• Excerpted text
In Swedish, winter is not referred to as the cold season. It is den mörka årstiden – the dark season. For a tourist, snow-covered Stockholm around Christmas is a fairy tale, but to live and work with 6 hours of daylight is not everyone's piece of cake. Winter depression is estimated to affect 5-10% of the Swedish population (compare to about 4% for diabetes). Many more people do not meet criteria for a clinical depression, but still feel depressed mood and fatigue to varying degrees (Katia's and Anna's experiences).
Den mörka arstiden's toll on Swedes is acknowledged explicitly or implicitly in many ways. There are several school breaks during the winter so that families can travel (traditionally, they went skiing even further up north, nowadays Thailand and the Canary Islands are the preferred destinations). Working hours are slightly longer in winter than in the summer, so that the brief summer can be enjoyed more fully (the workday is officially set at 8 hours and 10 minutes between mid-September and mid-May, and at 7 hours and 30 minutes the rest of the year). And so on.
I think there is a better solution: reverse summer and winter vacation so that there are two-three months of vacation in winter and one in summer. This would enable people to escape the darkness. Many people effectively do this already, thanks to the fact that work schedules are often very flexible in Sweden. There are, however, important exceptions, like schools and universities. The majority of the population is affected by school and academic schedules: kids in school, their parents, University students, and anyone who works in education. These persons cannot take vacation when they like. Those among them who suffer from light deprivation cannot take vacation when they would need it for their health. Some people are so disabled in the winter that they have to take extended sick leave, which is paid by the State, when they could on vacation (and in good health) on their own budgets.
If you live in Sweden, and are interested in reversing winter and summer breaks, drop me a line at firstname.lastname@example.org. I just saw a documentary about Howard Zinn, so I believe that if we organize we can do anything. And remember, Sweden switched from left-hand traffic to right-hand traffic overnight, on September, 3rd, 1967.

• Data records

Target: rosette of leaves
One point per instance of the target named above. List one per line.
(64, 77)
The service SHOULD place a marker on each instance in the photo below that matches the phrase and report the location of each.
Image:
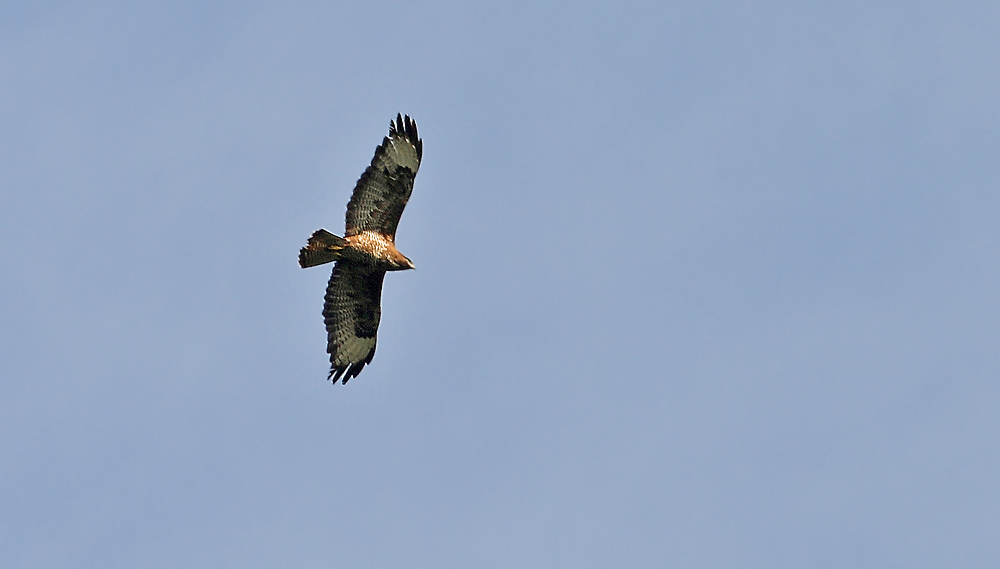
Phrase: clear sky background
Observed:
(700, 285)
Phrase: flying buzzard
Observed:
(367, 250)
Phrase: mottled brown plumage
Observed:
(367, 251)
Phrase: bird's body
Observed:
(367, 251)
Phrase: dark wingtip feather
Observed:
(405, 127)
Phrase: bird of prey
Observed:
(367, 251)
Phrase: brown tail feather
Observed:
(323, 247)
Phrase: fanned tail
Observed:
(323, 247)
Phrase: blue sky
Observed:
(700, 284)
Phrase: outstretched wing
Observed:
(381, 193)
(352, 312)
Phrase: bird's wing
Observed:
(352, 311)
(381, 193)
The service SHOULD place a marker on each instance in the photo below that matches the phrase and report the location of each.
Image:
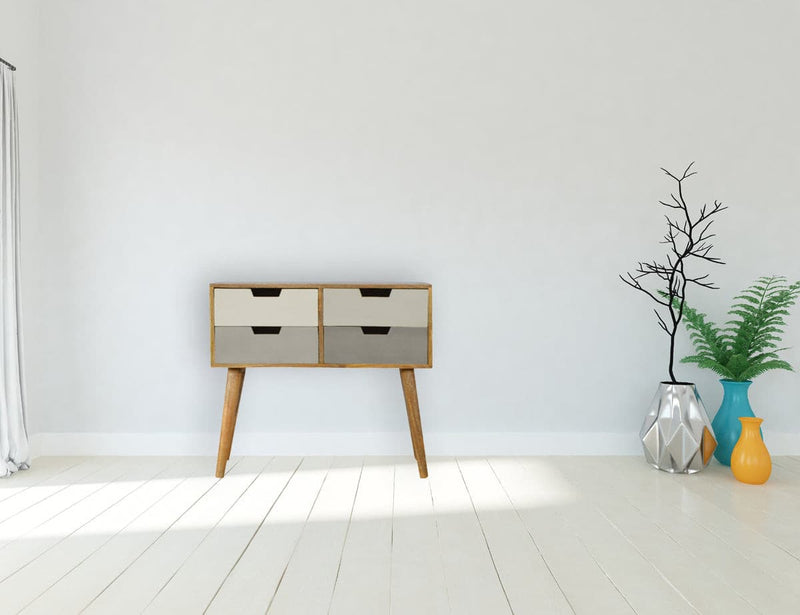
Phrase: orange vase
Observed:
(750, 459)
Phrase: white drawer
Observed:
(403, 307)
(293, 307)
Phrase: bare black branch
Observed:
(687, 238)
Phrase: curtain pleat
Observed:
(14, 447)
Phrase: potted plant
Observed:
(744, 348)
(676, 434)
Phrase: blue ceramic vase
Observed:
(727, 427)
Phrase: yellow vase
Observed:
(750, 459)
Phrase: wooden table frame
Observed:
(236, 373)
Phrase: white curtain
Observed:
(14, 450)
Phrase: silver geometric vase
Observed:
(676, 435)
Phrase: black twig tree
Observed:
(686, 238)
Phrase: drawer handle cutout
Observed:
(375, 330)
(266, 292)
(375, 292)
(266, 330)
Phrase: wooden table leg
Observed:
(230, 410)
(414, 422)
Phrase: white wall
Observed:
(508, 153)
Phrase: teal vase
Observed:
(727, 427)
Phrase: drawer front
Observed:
(400, 346)
(403, 307)
(243, 345)
(293, 307)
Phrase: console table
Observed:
(320, 325)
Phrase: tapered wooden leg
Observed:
(230, 409)
(414, 422)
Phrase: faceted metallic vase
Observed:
(677, 436)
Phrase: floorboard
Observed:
(352, 536)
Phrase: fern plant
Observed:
(747, 345)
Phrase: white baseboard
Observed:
(385, 443)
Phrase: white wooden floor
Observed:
(351, 536)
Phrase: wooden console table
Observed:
(320, 325)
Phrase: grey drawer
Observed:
(403, 307)
(249, 345)
(400, 346)
(293, 307)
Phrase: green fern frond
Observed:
(747, 345)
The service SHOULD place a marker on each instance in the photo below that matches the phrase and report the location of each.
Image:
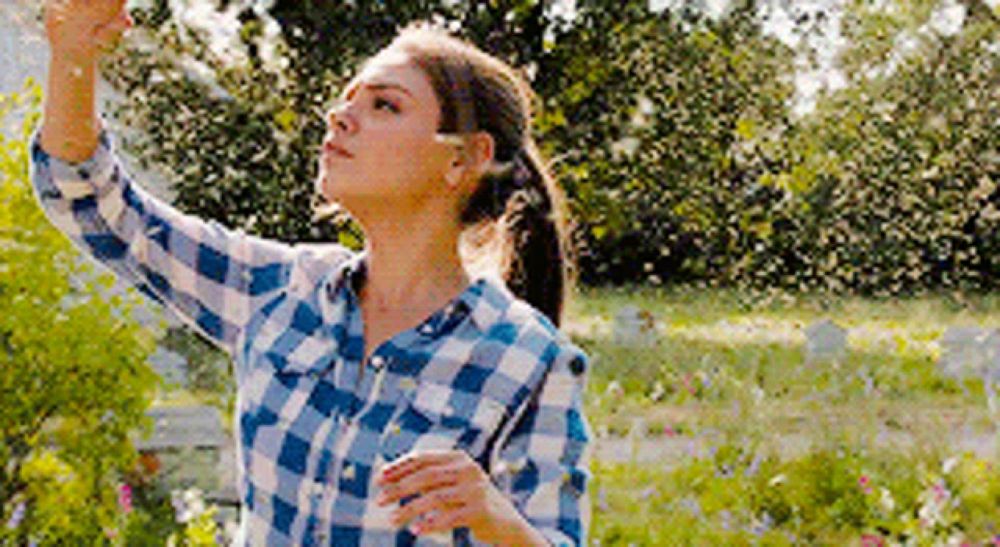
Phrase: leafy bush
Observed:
(75, 381)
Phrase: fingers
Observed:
(415, 461)
(423, 481)
(443, 521)
(442, 500)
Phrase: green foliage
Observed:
(832, 496)
(670, 131)
(74, 379)
(743, 444)
(891, 186)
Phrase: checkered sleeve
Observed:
(543, 465)
(206, 273)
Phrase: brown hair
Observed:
(479, 92)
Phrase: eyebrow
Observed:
(375, 86)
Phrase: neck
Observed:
(410, 266)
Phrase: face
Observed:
(386, 122)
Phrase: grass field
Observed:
(719, 432)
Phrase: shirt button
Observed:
(407, 384)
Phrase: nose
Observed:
(338, 118)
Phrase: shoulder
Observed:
(532, 333)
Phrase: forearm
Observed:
(70, 126)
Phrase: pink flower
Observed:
(687, 384)
(125, 498)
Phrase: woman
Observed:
(400, 395)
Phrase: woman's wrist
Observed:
(513, 530)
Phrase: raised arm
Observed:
(211, 276)
(78, 32)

• Task instructions
Write what comes next in the piece about Sweden's dark season and reversing the winter and summer breaks.

• Response to the exercise
Here I am on the Riva di Ca' di Dio in Venice visiting the 53rd International Art Exhibition. The black shirt and the tie entitle me to comment on the artworks with authority.
The shiny cube I'm leaning on is a showcase for Nikola Uzunovski's My Sunshine project. Nikola, an applied artist, wants to improve the quality of life at northern latitudes (or deep mountain valleys). The problem with these places is that, although they may well be wonderful in all other respects, they get light for a rather short time in winter. In the best of cases, lack of sunlight makes you a bit sleepy, in the worst case it makes you clinically depressed.
Nikola's solution is a device that lengthens the day: a mirror that floats up in the sky, electronically controlled to shine the sun's image on an otherwise dark spot on earth.
How does it work? Simply, the device exploits the fact that up in the sky the day lasts longer than at the earth's surface – as shown in the diagram at left (please do not blame Nikola for that). The mirror, floating inside a helium filled balloon, reflects 90% of the afternoon rays onto the earth below creating a virtual sun.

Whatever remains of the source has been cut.